__WHAT YOU HAVE TO DO__.
Continue the article on MLS real estate data below, picking up after its last sentence.

__GIVEN PASSAGE__.
-*-*-
How Many People Can't Find a Home?
A simple technique will show you how much demand remains unsatisfied
We all love MLS.
Well, we all love the data in MLS (ok, I love the data in MLS.)
I’ll admit that our MLS could have a better user interface, the way it communicates with clients leaves a lot to be desired, and its safe to say that the ability to customize isn’t great –– but from a data integrity standpoint, it is (dare I say) our most powerful and important tool.

Why? Because it captures most every residential real estate transaction in a market, and it does so in a very detailed (and vetted) manner.
What is in MLS?
In any single MLS record in the database, you get the physical characteristics of the subject home, any updates and / or improvements are noted, a visual is typically captured by HD photography / video / drone footage, and the details of the transaction are captured as well –– from price to terms to concessions to dates.
Often, MLS records also offer a repository of other critical documents such as surveys, deed restrictions, and floor plans, and are synced with tax records / assessments and flood maps, as well as a history of any prior sales –– all within a few clicks.
MLS is a literal treasure trove of housing information.
Is it Accurate? You Bet!
And something that the public does not always realize –– incorrect or misleading information leads to fines and other liabilities, and repeated offenders can lose their access to the system (which effectively ends a career.)
So the data integrity is quite high.
Zillow and other online portals do not have the same checks or penalties in place –– so search at your own risk.
-*-*-
__Named region outline records__.
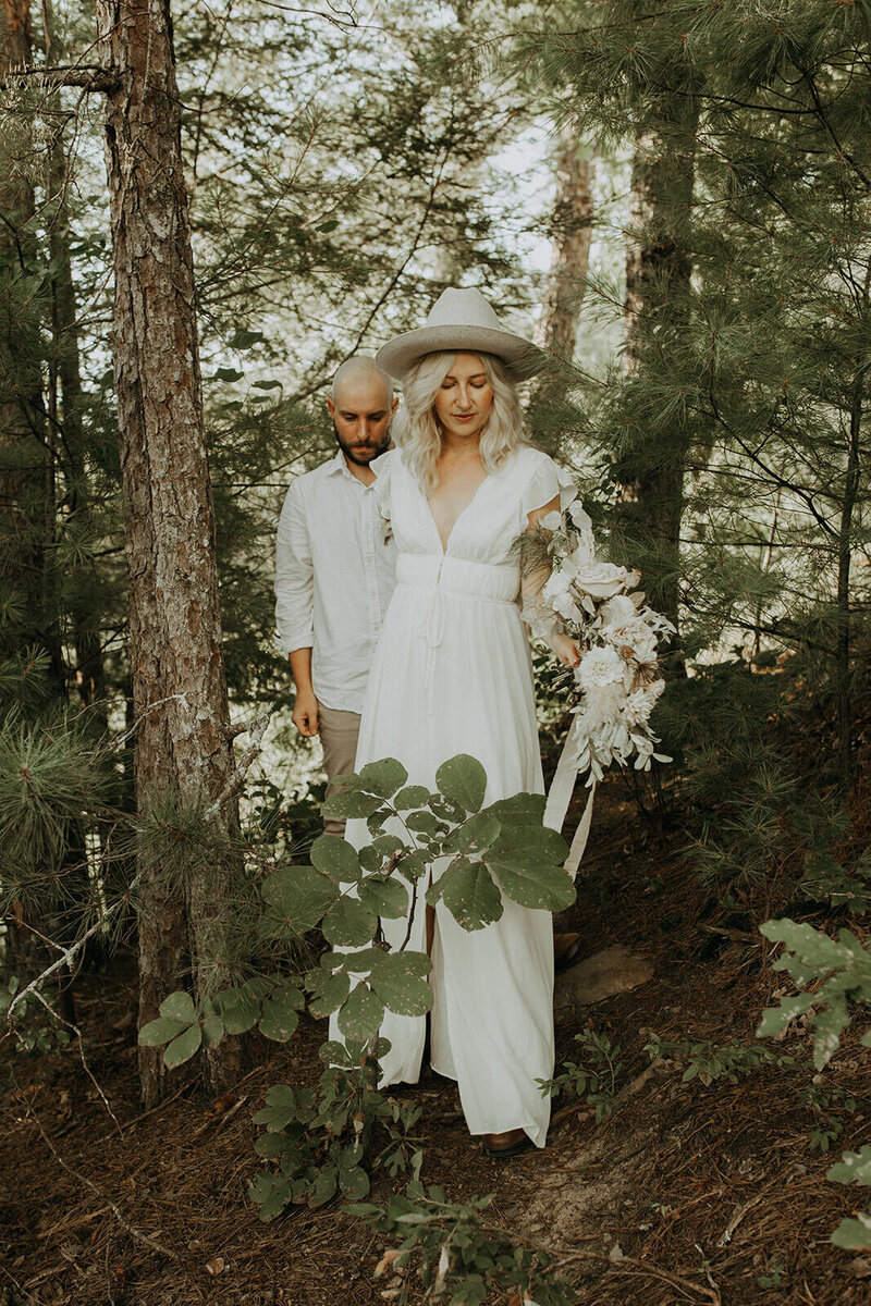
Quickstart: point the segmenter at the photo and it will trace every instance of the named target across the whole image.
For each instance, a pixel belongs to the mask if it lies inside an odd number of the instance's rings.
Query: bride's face
[[[477,436],[490,417],[492,398],[482,360],[461,353],[436,392],[436,417],[449,435]]]

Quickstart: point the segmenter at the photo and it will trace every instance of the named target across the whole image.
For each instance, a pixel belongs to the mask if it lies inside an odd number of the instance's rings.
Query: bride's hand
[[[571,635],[554,635],[551,648],[563,666],[577,666],[581,661],[581,646]]]

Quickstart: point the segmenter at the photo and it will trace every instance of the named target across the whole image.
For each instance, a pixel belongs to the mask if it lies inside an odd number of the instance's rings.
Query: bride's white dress
[[[432,789],[439,765],[465,752],[487,772],[486,802],[543,793],[515,542],[529,512],[560,490],[564,502],[573,496],[569,478],[541,451],[516,451],[479,486],[443,549],[401,451],[372,468],[398,549],[397,586],[370,673],[356,769],[398,757],[410,784]],[[366,821],[347,823],[354,846],[370,837]],[[554,1072],[552,918],[503,904],[500,921],[473,932],[436,908],[431,1060],[457,1080],[471,1134],[524,1128],[543,1147],[550,1101],[535,1080]],[[383,921],[390,947],[406,929],[407,918]],[[410,948],[426,951],[424,931],[420,901]],[[418,1080],[424,1032],[424,1017],[385,1013],[383,1085]]]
-*-*-
__FINAL RESULT__.
MLS as a Whole
On a typical day for an agent, MLS is where we find out what is for sale as well as what sold recently. MLS is where we do our research on values of individual properties and can communicate our findings with our clients.
Most agents use it all day most days, and really don’t need a lot of other tools in order to conduct their business.
Aggregate for Trends
But once you get past looking at individual homes, the system gets even more powerful.
When you aggregate these thousands of records together, you can learn so much more about the market, the trends, the direction, and of course, what the future seems likely to happen.
And at no time in the past has this skill been more important than it is today.
It’s About Demand
In a prior blog, we discussed in great detail the connection between inventory and price movements (see below):
The Most Important Chart in Real Estate
If you want to better understand the connection between inventory and price movements, this post is for you.
Simply put, when inventory is low, prices tend to rise –– and the lower the inventory, the faster the price movements.
Inventory (in the economic sense) is the ratio of supply over demand. If you have 100 homes absorbed in the past 30 days, and 300 homes available, then you have 3 months of inventory (300/100 = 3).
Knowing the months of inventory allows reasonable guesses at home price appreciation.
Quantifying Unsatisfied (or Excess) Demand
But what the inventory metric doesn’t quantify is how much demand is ‘unsatisfied.’
Stated differently, ‘How many more homes would have sold had they been available’ is not a statistic that exists.
Why? Because only one person can purchase a home, and even 10 people made offers, the number of offers is not recorded anywhere.
Or is it? And can we calculate it?
Let’s discuss.
The Macro Issue
I am aware of multiple studies that have attempted to quantify the undersupply of housing in the US.
Realtor.com has done a study, and has Freddie Mac, as well as Zillow –– and all of these studies indicate that the number of housing units in the US versus the demand for them is about as far out of whack as it has ever been (and not getting better.)
Realtor.com estimates that the US is roughly 2.5M single family housing units undersupplied:
Freddie Mac estimates the deficit at 1.5M units:
Zillow’s study is the most extreme, placing the deficit at 4.5M:
Regardless of the method that seems to make the most sense to you, no study shows that the US has too much housing, especially at the more affordable end of the market and / or close to employment hubs.
The bottom line is that the market is still undersupplied in the aggregate.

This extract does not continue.